Problem to solve = Exact copies of all the lines below are required.

(Collection entries)
·····

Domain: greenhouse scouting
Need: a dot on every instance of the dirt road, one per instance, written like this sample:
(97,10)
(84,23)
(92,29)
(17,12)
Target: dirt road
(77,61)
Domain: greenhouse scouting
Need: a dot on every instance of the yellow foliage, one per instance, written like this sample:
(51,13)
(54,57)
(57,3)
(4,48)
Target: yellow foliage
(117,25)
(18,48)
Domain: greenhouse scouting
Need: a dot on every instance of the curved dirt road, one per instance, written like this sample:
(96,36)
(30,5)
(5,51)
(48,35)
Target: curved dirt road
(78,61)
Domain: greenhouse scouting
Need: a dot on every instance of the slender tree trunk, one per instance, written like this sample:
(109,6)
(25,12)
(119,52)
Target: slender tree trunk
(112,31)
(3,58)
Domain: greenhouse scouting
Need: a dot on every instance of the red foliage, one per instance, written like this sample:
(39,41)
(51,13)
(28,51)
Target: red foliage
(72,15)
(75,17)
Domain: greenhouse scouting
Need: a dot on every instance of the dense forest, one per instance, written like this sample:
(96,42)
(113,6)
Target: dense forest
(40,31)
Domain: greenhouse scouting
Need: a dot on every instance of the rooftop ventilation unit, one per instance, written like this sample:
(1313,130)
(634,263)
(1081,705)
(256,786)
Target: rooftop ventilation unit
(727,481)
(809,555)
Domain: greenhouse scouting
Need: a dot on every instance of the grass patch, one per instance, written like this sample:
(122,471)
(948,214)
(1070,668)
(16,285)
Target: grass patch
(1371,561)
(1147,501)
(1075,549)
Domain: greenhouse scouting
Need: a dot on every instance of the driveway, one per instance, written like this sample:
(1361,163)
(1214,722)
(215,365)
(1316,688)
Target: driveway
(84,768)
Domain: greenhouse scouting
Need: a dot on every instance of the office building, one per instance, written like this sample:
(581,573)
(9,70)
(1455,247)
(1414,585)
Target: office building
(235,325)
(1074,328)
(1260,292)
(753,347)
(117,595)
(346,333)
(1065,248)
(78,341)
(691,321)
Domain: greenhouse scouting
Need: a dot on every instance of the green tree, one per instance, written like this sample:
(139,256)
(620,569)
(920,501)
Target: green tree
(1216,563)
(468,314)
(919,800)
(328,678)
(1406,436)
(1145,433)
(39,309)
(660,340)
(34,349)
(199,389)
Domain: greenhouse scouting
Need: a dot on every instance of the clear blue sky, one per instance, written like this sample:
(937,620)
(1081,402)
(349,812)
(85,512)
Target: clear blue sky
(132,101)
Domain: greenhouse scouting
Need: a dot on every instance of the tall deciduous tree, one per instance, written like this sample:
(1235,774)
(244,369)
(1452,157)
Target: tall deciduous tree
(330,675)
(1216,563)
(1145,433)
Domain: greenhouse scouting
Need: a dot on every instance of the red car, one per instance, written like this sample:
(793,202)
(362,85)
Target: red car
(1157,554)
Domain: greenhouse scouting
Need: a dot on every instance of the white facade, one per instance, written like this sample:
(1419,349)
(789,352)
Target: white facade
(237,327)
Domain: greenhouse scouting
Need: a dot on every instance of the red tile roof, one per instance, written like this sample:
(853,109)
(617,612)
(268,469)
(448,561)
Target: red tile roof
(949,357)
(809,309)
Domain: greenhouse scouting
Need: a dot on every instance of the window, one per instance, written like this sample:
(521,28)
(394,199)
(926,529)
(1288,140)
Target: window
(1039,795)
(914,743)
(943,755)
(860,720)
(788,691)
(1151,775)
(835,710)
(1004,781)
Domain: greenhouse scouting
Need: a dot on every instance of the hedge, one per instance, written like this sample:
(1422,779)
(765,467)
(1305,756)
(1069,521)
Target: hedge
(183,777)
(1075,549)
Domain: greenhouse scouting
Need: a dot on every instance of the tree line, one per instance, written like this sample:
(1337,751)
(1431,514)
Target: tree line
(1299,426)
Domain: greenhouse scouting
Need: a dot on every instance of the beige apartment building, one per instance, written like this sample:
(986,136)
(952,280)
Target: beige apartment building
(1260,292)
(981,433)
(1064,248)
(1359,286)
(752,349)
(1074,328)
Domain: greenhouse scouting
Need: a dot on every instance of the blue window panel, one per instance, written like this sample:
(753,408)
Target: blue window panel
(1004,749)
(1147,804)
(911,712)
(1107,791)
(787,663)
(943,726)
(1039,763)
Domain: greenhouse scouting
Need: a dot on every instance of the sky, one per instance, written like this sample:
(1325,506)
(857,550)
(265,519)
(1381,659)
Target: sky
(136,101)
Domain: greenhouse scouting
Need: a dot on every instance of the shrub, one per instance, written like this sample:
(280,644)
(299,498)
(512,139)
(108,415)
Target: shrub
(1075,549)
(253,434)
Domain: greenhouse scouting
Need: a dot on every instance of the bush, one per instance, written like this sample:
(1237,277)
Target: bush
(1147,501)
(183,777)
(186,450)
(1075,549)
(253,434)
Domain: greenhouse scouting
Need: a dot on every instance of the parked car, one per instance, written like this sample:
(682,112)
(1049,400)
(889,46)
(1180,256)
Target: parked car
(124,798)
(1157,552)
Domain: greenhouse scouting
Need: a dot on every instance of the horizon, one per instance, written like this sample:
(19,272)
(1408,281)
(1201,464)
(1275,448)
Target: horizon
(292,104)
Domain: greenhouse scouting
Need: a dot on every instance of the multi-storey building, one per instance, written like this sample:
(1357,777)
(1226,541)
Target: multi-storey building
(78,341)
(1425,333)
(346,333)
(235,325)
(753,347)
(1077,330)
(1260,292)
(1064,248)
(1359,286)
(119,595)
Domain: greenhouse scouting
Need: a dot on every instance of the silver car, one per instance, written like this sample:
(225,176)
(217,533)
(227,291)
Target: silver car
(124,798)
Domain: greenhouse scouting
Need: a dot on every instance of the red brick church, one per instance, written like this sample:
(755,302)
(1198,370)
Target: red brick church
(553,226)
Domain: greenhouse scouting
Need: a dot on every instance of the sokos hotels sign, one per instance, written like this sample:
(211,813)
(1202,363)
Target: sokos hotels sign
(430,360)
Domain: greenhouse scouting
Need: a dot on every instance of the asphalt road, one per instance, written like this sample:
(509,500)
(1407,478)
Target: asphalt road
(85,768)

·····

Exercise response =
Domain: greenhouse scouting
Need: a dot on every instance of the dirt road, one per instance, written like this sample:
(97,10)
(84,23)
(92,29)
(17,12)
Target: dirt road
(77,61)
Domain: greenhouse scouting
Need: a dot on every instance of the yellow foliage, one per instance, written like this sample:
(51,13)
(54,57)
(57,3)
(4,48)
Target: yellow foliage
(117,25)
(18,48)
Domain: greenhouse scouting
Need: a dot on every instance of the curved dirt road, one per instance, written like this sample:
(96,36)
(30,5)
(5,51)
(48,35)
Target: curved dirt road
(78,61)
Domain: greenhouse scouting
Need: a dot on every instance of the slender tree trunk, one per instance, written like this sample:
(109,6)
(25,12)
(119,52)
Target: slender tree trunk
(112,31)
(3,58)
Domain: greenhouse scouting
Need: a dot on every instance of the red foliage, one per instance, written like this sample:
(39,41)
(51,13)
(28,51)
Target: red foliage
(72,15)
(75,17)
Domain: greenhouse scouting
Need: a dot on every instance of the dense forest, one per instance, written like this sample:
(96,42)
(113,6)
Target: dense forest
(40,31)
Domain: greenhouse scouting
Need: a dot on every instance of the rooftop ventilation unit, one per instance, written like this sample:
(1313,130)
(634,263)
(1081,705)
(256,786)
Target: rooftop ventilation unit
(727,481)
(809,555)
Domain: greenhouse scouting
Need: a dot on every instance of the grass patch, one per instance, written like this sample:
(122,471)
(948,214)
(1070,668)
(16,285)
Target: grass patch
(1371,561)
(1147,501)
(1075,549)
Domain: greenhouse scouting
Need: a dot on every instance of the driveway, one per instance, written like this sample:
(1361,163)
(1214,722)
(215,365)
(1316,688)
Target: driveway
(84,768)
Domain: greenhouse scouting
Need: a dot on every instance of the office building, one per instance, written like this sample:
(581,573)
(9,70)
(1455,247)
(1414,585)
Target: office building
(235,325)
(1074,328)
(1260,292)
(753,347)
(117,595)
(346,333)
(1065,248)
(78,341)
(691,321)
Domain: greenhouse scouting
Need: a dot on every instance of the green tree, one per instance, written like this sample:
(139,256)
(620,569)
(920,501)
Target: green tree
(1216,563)
(468,314)
(919,800)
(328,678)
(1406,436)
(1145,433)
(39,309)
(660,340)
(34,349)
(199,389)
Domain: greenhouse scouting
Need: a dot on every instance of the clear blue sky, one per instance, written like this sample:
(937,620)
(1081,402)
(349,812)
(85,512)
Target: clear blue sky
(132,101)
Domain: greenhouse scouting
Need: a dot on every instance of the tall deciduous tree, one per instance, written like this sample:
(1235,774)
(244,369)
(1452,157)
Target: tall deciduous tree
(330,675)
(1216,563)
(1145,433)
Domain: greenhouse scouting
Need: a dot on every instance of the red car, one per instance, written like this sample:
(793,202)
(362,85)
Target: red car
(1157,554)
Domain: greenhouse scouting
Need: a dot on every instance of the white facade, one per instance, written like this sample:
(1419,349)
(789,352)
Target: white facade
(237,327)
Domain: greenhouse scouting
Need: a dot on every instance of the red tile roof, one per instance, written like this sample:
(853,109)
(617,612)
(268,469)
(448,561)
Target: red tile roof
(949,357)
(809,309)
Domain: greenhouse scouting
Need: a dot on every instance of the window, one per instance, written like this sample:
(521,28)
(394,199)
(926,529)
(1288,140)
Target: window
(1039,795)
(914,743)
(943,755)
(860,720)
(788,691)
(1151,775)
(835,710)
(1004,781)
Domain: greenhouse scouting
Need: a dot on every instance of the hedge, one per instance, written like this sample:
(1422,779)
(765,467)
(1305,756)
(1069,521)
Target: hedge
(183,777)
(1075,549)
Domain: greenhouse scouting
Need: a dot on every instance of the tree line, one per instance, written like this sample:
(1337,751)
(1431,514)
Target: tree line
(1299,426)
Domain: greenhouse scouting
Need: a dot on every instance of the beige apartment building, one per instance, written like this sample:
(986,136)
(952,280)
Target: beige apartment building
(1260,292)
(981,433)
(1064,248)
(1359,286)
(752,349)
(1074,328)
Domain: greenhouse scouting
Need: a dot on every instance of the blue window panel, one per instance, written like this sample:
(753,408)
Target: blue window panel
(1004,749)
(1147,804)
(911,712)
(1107,791)
(787,663)
(943,726)
(1039,763)
Domain: greenhouse scouting
Need: a dot on every instance of the sky, one per instance, written like this sample:
(1325,506)
(857,550)
(265,519)
(1381,659)
Target: sky
(136,101)
Domain: greenhouse scouting
Need: a dot on every instance of the shrub, one per instance, written like this sample:
(280,644)
(299,498)
(512,139)
(108,415)
Target: shrub
(1075,549)
(253,434)
Domain: greenhouse scouting
Need: a dot on every instance of the bush, one per instance, written like this sample:
(1237,277)
Target: bush
(1147,501)
(183,777)
(186,450)
(1075,549)
(253,434)
Domain: greenhouse scouting
Need: a dot on every instance of the parked car, one per instance, written like this sample:
(682,112)
(1049,400)
(889,46)
(1180,256)
Target: parked car
(124,798)
(1157,552)
Domain: greenhouse scouting
Need: a dot on every instance of the horizon, one per instance, written like this sample:
(19,272)
(1408,281)
(1201,464)
(1275,448)
Target: horizon
(292,104)
Domain: greenhouse scouting
Need: a dot on every instance of the multi-storey building, one per instance, written like this sample:
(1357,777)
(1226,541)
Target: multi-storey building
(78,341)
(1425,333)
(346,333)
(235,325)
(753,347)
(1077,330)
(1260,292)
(1064,248)
(1359,286)
(119,595)
Domain: greenhouse scouting
Need: a dot on every instance of the silver car, one per instance, written like this sample:
(225,176)
(217,533)
(227,291)
Target: silver car
(124,798)
Domain: greenhouse scouting
Need: a dot on every instance of the red brick church, one per instance, written like this sample:
(755,302)
(1198,370)
Target: red brick church
(553,226)
Domain: greenhouse scouting
Need: a dot on every instance of the sokos hotels sign, one per instance, written like this sample:
(211,813)
(1202,363)
Target: sokos hotels sign
(430,360)
Domain: greenhouse scouting
Need: a dot on every instance of the asphalt road, one per instance, written like this sample:
(509,500)
(1407,478)
Target: asphalt road
(85,768)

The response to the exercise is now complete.